### APPLY WHAT YOU READ
A. According to the comment in the forum post, what is the purpose of the instruction "mov ax, @data" at "Start:"? Answer in one to three sentences.
B. Print the part of the forum post between "If I put 200, 235,312" and "thirddigit db ?", inclusive.
C. Translate this sentence from the forum post into Spanish: "Can you help me find out what the problem is?"
-------- TEXT PROVIDED
If I put 200, 235,312 (low numbers) it works fine, but if I put 500, 550, 654 (i.e. bigger numbers) the program crashes after the second 3-digit number is entered. Can you help me find out what the problem is?

.model small
.stack 400h
.data

message   db "hello. ", 0ah, 0dh, "$"
firstdigit db ?
seconddigit db ?
thirddigit db ?
number dw ?
newnumber db ?
anumber dw 0d
bnumber dw 0d
Firstn db 0ah, 0dh, "Enter first 3 digit number:  ","$"
secondn db 0ah, 0dh, "Enter second 3 digit number:  ","$"
messageB db  0ah, 0dh, "HCF of two number is:  ","$"
linebreaker db  0ah, 0dh, ' ', 0ah, 0dh, '$'


.code

Start:
 mov ax, @data   ; establish access to the data segment
 mov ds, ax    ;
 mov number, 0d

 mov dx, offset message          ; print the string "yob choi 0648293"
   mov ah, 9h                      
   int 21h          

num: 
   mov dx, offset Firstn          ; print the string "put 1st 3 digit"
----------------
-------- SUPPLIED INFORMATION
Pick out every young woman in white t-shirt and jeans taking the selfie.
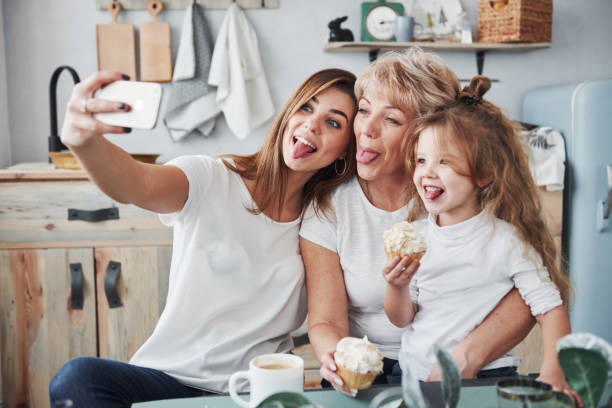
----------------
### EXERCISE SOLUTIONS
A. The instruction "mov ax, @data" establishes access to the data segment. It loads the data segment's address into ax, which is then moved into ds.

B.
If I put 200, 235,312 (low numbers) it works fine, but if I put 500, 550, 654 (i.e. bigger numbers) the program crashes after the second 3-digit number is entered. Can you help me find out what the problem is?

.model small
.stack 400h
.data

message   db "hello. ", 0ah, 0dh, "$"
firstdigit db ?
seconddigit db ?
thirddigit db ?

C. ¿Puedes ayudarme a averiguar cuál es el problema?